→ **Exercise text**:

Related log data: Nothing, that I could find.
I've run into a troubling situation that has followed me from one hardware
profile to something radically different, with the same nasty results. As
mentioned above this system supports several client web sites. Its main
purpose is Apache/php. Mysql is running on a separate system. ftp is installed
but firewalled and really not used. Mail is only there to relay out mail from
the vhosted web clients. No incoming mail.
What is most troubling is that 2 months ago we moved everything from a
completely different 8.04 system (an IBM x330 server) because of the same
problem, eg system dies mysteriously with no log data, pings normally, nmap
shows all services running, but none of those services respond fully. I had
assumed we had some obscure hardware related problem, and moved all the
clients over to the current system. But something else is going on since the
problem has followed me to the current system, which would rule out faulty
hardware, I would think.
The best I can get from the logs is that the last Apache request was served at
16:40 (looked normal). Syslogd lefts its ---MARK--- thing in syslog for the last time at
16:56, which is the last entry that I can find in any log, until a reboot at
17:33. Absolutely nothing unusual in syslog, kern.log, or any other log,
during any of this timeframe. Nothing real unusual in any Apache log either
just prior to this.
I have reported a strange php/suhosin related error to the Ubuntu php team,
that is memory related
(https:/
related to this somehow. Possibly something happened there, and it was not
able to be logged. Hard to say.
As another note, I have several systems running 8.04 now with very like
configurations and these issues have not been a problem (except the previous
incarnation of this particular system).
Remote diagnostics after the problem started at approx 17:10:
$ ping www.example.net
PING www.example.net (212.253.111.163) 56(84) bytes of data.
64 bytes from www.example.net (212.253.111.163): icmp_seq=1 ttl=63 time=4.67 ms
64 bytes from www.example.net (212.253.111.163): icmp_seq=2 ttl=63 time=4.61 ms
64 bytes from www.example.net (212.253.111.163): icmp_seq=3 ttl=63 time=4.39 ms
64 bytes from www.example.net (212.253.111.163): icmp_seq=4 ttl=63 time=3.99 ms
64 bytes from www.example.net (212.253.111.163): icmp_seq=5 ttl=63 time=3.78 ms
64 bytes from www.example.net (212.253.111.163): icmp_seq=6 ttl=63 time=4.77 ms
64 bytes from www.example.net (212.253.111.163): icmp_seq=7 ttl=63 time=4.57 ms
64 bytes from www.example.net (212.253.111.163): icmp_seq=8 ttl=63 time=4.42 ms
^C
--- www.example.net ping statistics ---
8 packets transmitted, 8 received, 0% packet loss, time 7007ms
Starting Nmap 4.76 ( http://
Interesting ports on www.example.net (212.253.111.163):
Not shown: 994 closed ports
PORT STATE SERVICE
21/tcp open ftp
22/tcp open ssh
25/tcp open smtp
80/tcp open http
443/tcp open https
1720/tcp filtered H.323/Q.931
Everything *looks* very normal at this point. But none of those services fully
respond and can't open a usable connection. There is not even any indication
of attempted logins despite multiple attempts at new ssh connections. A
pre-existing ssh connection that had been opened for weeks, was likewise
totally unresponsive. The patient looks alive, but is quite dead.
wget -S www.example.net
--2010-02-03 17:16:08-- http://
Resolving www.example.net... 212.253.111.163
Connecting to www.example.
HTTP request sent, awaiting response... ^C
Hangs at that point. Same with ssh. All other systems in the same rack
and connected to the same switch, are 100% normal at this time too.
This is a remote system to my location so diagnostics had to be run remotely.
Attaching files I forgot about.
As another note, possibly relevant, and possibly not, on the previous system, I had observed what seemed to be very weird clock behavior during these episodes where the system "was not responding". For instance, Apache log files where it looked like the clock jumped backwards. And logging onto the console and finding repeated 'date' commands showed the clock was standing still. Strange. I have not noticed this on the current system (but only one episode and not much diagnostics).

→ **Action item**: For each statement below, say whether the server troubleshooting post agrees with it, and answer yes or no with the deciding words from the post in quotation marks. 1. MySQL runs on the same system as Apache. 2. The last entry found in any log was the syslog mark at 16:56. 3. The odd clock behavior was also noticed on the current system.

Natural-language object grounding material
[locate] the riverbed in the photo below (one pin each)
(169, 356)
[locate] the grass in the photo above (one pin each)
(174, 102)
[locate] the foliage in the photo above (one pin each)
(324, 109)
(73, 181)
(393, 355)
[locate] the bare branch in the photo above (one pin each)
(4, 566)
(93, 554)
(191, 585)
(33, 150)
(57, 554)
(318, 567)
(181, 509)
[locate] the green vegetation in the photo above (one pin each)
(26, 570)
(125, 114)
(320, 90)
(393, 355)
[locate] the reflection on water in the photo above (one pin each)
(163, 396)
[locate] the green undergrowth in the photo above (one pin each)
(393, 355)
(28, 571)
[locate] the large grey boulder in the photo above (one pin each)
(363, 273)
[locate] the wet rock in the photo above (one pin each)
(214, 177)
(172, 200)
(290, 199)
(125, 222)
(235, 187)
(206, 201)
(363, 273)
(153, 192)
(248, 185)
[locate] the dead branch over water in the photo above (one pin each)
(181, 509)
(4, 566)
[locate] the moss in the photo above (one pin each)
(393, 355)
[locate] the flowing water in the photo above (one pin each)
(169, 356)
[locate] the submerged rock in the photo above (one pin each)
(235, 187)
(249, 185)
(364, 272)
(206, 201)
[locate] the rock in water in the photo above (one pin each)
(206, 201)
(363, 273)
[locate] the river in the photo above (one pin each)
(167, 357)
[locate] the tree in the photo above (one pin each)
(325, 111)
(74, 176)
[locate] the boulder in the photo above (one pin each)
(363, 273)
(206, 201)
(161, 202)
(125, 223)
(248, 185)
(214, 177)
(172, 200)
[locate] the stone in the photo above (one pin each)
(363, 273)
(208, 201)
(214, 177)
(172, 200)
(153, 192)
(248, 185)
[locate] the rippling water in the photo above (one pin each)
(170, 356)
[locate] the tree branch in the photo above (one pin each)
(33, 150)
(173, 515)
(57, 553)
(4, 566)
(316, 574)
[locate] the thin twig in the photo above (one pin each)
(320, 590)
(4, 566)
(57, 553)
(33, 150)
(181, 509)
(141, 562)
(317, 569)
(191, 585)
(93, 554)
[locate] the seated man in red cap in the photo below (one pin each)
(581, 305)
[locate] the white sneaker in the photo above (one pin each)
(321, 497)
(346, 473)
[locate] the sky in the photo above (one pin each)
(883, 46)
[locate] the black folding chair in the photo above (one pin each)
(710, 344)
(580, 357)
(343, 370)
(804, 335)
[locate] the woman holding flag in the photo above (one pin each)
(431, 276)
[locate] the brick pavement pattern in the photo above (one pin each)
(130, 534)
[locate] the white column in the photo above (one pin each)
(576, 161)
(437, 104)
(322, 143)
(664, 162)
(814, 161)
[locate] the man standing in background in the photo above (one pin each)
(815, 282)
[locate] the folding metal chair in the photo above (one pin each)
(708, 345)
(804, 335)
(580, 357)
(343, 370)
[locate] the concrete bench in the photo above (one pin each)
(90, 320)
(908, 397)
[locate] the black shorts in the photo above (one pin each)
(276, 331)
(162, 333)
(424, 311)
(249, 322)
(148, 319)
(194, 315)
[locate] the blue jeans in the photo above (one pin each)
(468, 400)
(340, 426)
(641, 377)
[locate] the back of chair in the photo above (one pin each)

→ **Answer for the task**:
1. No: "Mysql is running on a separate system."
2. Yes: "16:56, which is the last entry that I can find in any log"
3. No: "I have not noticed this on the current system"